- Requirement
Please sift the records below and copy out each line that contains the word "football". Letter case must match.

- Task input
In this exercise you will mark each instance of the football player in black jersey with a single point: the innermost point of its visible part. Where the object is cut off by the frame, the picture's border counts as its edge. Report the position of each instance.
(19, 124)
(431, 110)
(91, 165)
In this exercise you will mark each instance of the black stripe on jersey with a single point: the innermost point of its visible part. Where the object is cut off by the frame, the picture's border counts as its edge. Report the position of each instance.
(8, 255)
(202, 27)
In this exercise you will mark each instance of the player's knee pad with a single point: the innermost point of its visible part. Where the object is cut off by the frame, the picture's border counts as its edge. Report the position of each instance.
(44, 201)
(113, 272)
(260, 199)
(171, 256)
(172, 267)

* * *

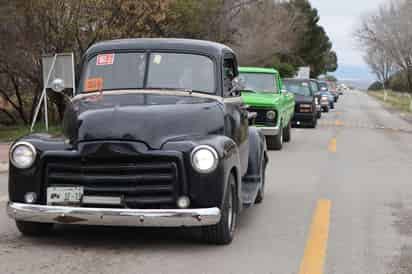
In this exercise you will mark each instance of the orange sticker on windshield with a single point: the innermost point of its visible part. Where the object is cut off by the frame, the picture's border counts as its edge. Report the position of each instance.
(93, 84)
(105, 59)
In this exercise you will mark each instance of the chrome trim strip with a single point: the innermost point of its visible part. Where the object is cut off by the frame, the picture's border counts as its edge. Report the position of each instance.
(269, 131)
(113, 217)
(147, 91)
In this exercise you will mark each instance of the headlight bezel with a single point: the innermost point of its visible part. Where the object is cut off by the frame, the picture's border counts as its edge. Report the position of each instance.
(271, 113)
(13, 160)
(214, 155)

- Output for this task
In this exercise you will mark each instance of the football player in black jersey with a single point: the innermost point of its visible part. Where the object is cut off by the frame, the picture's border counts as its edge. Report the position of each instance.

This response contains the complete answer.